Problem set>
(1) Answer these questions using the interview on Hinduism.
(a) Why, according to some atheist Hindu philosophers, could no sacred text such as the Veda be the word of God?
(b) What does the interview say the Upanishads hold about the human self and brahman?
(c) To what single conception of self does Christian philosophy of self tend to be limited?
(2) Print the passage of the interview on Hinduism word for word, from "J.G.: Every religion" up to and including "philosophy of mind.".

>> START Source text

Religion will probably stay with us (unfortunately). It helps define the “other” as much as it defines ourselves. Canon or no canon, Hinduism will be defined as the un-Islam, Sikhism as un-Islam and un-Hindu, and so on….
……………….

Gary Gutting: How might looking at Hinduism
alter philosophical approaches to religion that take Christianity as their
primary example?

Jonardon Ganeri: Taking
Christianity as the exemplar of religion skews philosophical discussion towards
attempts to solve, resolve or dissolve difficult philosophical puzzles inherent
in monotheism: problems about God’s powers, goodness and knowledge; attempts to
provide rational arguments for God’s existence; the problem of evil; and so on.
Hindu philosophers have traditionally been far more interested in a quite
different array of problems, especially questions about the nature of religious
knowledge and religious language, initially arising from their concerns with
the Veda as a sacred eternal text and as a source of ritual and moral law.

G.G.: Does this mean that
Hinduism is a religion without God?

J.G.: Many Hindus believe in God, but not
all in the same God: For some it is Vishnu, for others Shiva, for others again
it is rather the Goddess. Some of the more important Hindu philosophers are
atheists, arguing that no sacred religious text such as the Veda could be the
word of God, since authorship, even divine authorship, implies the logical
possibility of error. Whether believed in or not, a personal God does not
figure prominently as the source of the idea of the divine, and instead
non-theistic concepts of the divine prevail.

…..
G.G.: What do you mean by
“non-theistic” concepts of the divine?

J.G.: One such concept
sees the text of the Veda as itself divine. Its language, on this view, has a
structure that is prior to and isomorphic with the structure of the world and
its grammar is complete (although parts may have been lost over the centuries).
The divinity of the text inverts the order of priority between text and author:
Now, at best, assignment of authorship is a cataloging device not the
identification of origin. Recitation of the text is itself a religious act.

Another Hindu conception of the divine is that it is
the essential reality in comparison to which all else is only concealing
appearance. This is the concept one finds in the Upanishads. Philosophically
the most important claim the Upanishads make is that the essence of each person
is also the essence of all things’; the human self and brahman (the
essential reality) are the same.

This identity claim leads to a
third conception of the divine: that inwardness or interiority or subjectivity
is itself a kind of divinity. On this view, religious practice is
contemplative, taking time to turn one’s gaze inwards to find one’s real self;
but — and this point is often missed — there is something strongly
anti-individualistic in this practice of inwardness, since the deep self one
discovers is the same self for all.

….
G.G.: Could you say
something about the Hindu view of life after death? In particular, are Hindu
philosophers able to make sense of the notion of reincarnation?

J.G.: Every religion has
something to say about death and the afterlife, and hence engages with
philosophical questions about the metaphysics of the self. While Christian
philosophy of self tends to be limited to a single conception of self as
immortal soul, Hindu philosophers have experimented with an astonishing range
of accounts of self, some of which are at the cutting edge in contemporary
philosophy of mind.

….
G.G.: Could you give an
example?

>> END Source text
>> START Information provided

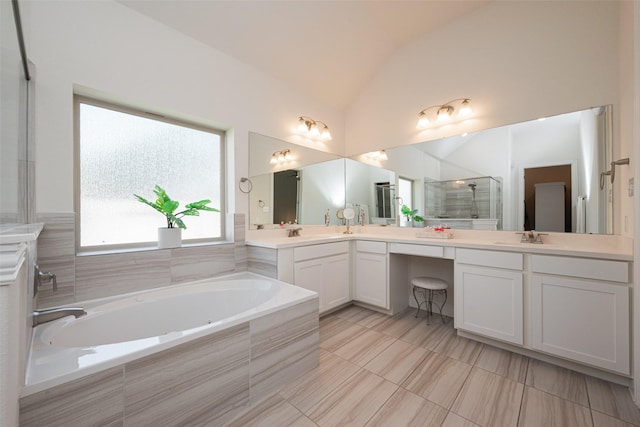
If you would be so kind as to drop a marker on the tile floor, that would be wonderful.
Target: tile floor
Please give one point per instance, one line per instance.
(377, 370)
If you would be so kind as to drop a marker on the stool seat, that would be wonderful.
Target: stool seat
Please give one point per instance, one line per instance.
(428, 286)
(429, 283)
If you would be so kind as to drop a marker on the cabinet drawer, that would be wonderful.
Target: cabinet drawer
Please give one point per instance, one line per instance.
(510, 260)
(372, 247)
(418, 250)
(597, 269)
(318, 251)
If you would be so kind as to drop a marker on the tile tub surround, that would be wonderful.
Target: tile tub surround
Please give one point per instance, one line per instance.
(87, 277)
(203, 382)
(402, 385)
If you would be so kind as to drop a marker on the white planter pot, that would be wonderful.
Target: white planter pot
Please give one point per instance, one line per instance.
(169, 237)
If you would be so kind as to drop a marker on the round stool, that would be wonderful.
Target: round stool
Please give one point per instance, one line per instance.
(429, 286)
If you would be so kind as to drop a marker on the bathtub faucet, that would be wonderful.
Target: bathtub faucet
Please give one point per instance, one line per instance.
(50, 314)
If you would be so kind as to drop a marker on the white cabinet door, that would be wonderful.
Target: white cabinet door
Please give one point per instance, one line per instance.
(309, 275)
(328, 276)
(582, 320)
(336, 281)
(489, 302)
(371, 279)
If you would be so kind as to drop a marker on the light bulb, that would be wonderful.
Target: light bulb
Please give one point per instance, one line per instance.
(302, 125)
(444, 113)
(465, 109)
(313, 130)
(423, 121)
(326, 135)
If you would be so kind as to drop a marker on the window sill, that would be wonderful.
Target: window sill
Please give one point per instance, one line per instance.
(150, 248)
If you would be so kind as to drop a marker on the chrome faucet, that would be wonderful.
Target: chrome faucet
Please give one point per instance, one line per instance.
(41, 277)
(294, 232)
(531, 236)
(43, 316)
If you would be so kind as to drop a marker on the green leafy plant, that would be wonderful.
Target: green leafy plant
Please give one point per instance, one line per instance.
(167, 207)
(411, 214)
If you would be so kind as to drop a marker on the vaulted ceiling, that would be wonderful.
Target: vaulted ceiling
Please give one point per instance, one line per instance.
(327, 49)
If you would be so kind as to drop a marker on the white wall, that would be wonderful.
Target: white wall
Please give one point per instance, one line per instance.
(108, 47)
(322, 188)
(517, 61)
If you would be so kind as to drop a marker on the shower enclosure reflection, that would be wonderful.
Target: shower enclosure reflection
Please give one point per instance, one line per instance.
(472, 203)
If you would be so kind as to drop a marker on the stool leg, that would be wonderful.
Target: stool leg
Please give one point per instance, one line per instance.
(417, 302)
(442, 305)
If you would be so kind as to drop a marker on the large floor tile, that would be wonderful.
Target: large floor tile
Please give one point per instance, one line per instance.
(398, 325)
(354, 402)
(438, 378)
(489, 399)
(406, 409)
(363, 347)
(353, 313)
(613, 400)
(602, 420)
(308, 390)
(272, 411)
(372, 319)
(558, 381)
(504, 363)
(543, 409)
(459, 348)
(427, 336)
(397, 361)
(337, 332)
(455, 420)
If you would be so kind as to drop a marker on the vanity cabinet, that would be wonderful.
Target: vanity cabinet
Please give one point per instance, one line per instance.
(489, 294)
(580, 310)
(324, 269)
(371, 281)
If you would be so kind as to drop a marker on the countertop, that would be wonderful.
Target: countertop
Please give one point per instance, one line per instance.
(563, 244)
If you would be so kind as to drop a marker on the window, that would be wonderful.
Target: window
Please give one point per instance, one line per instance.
(121, 152)
(405, 192)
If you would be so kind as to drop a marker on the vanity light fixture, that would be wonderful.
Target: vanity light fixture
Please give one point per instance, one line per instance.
(310, 127)
(378, 155)
(444, 112)
(281, 156)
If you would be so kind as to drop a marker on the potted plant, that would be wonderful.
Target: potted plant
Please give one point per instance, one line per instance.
(411, 215)
(171, 235)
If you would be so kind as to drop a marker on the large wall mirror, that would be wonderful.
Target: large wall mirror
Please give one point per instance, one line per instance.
(14, 169)
(504, 178)
(293, 183)
(542, 175)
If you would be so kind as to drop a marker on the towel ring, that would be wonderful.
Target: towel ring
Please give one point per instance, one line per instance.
(247, 187)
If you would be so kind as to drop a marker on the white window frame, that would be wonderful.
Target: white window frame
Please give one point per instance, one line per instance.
(161, 117)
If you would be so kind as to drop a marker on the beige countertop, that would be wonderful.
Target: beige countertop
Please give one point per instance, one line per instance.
(563, 244)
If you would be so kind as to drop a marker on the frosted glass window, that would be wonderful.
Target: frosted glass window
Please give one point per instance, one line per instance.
(121, 154)
(405, 191)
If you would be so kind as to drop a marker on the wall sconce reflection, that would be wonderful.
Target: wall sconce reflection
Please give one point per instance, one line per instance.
(378, 155)
(310, 127)
(281, 156)
(445, 112)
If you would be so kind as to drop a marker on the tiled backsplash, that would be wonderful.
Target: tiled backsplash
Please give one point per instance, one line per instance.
(85, 277)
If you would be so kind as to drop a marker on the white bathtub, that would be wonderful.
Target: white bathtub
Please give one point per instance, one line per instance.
(118, 330)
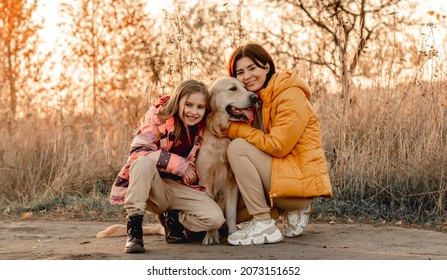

>> END Information provided

Set of answers>
(1)
(a) Authorship, even divine authorship, implies the logical possibility of error.
(b) They are the same.
(c) The self as an immortal soul.

(2)
J.G.: Every religion has
something to say about death and the afterlife, and hence engages with
philosophical questions about the metaphysics of the self. While Christian
philosophy of self tends to be limited to a single conception of self as
immortal soul, Hindu philosophers have experimented with an astonishing range
of accounts of self, some of which are at the cutting edge in contemporary
philosophy of mind.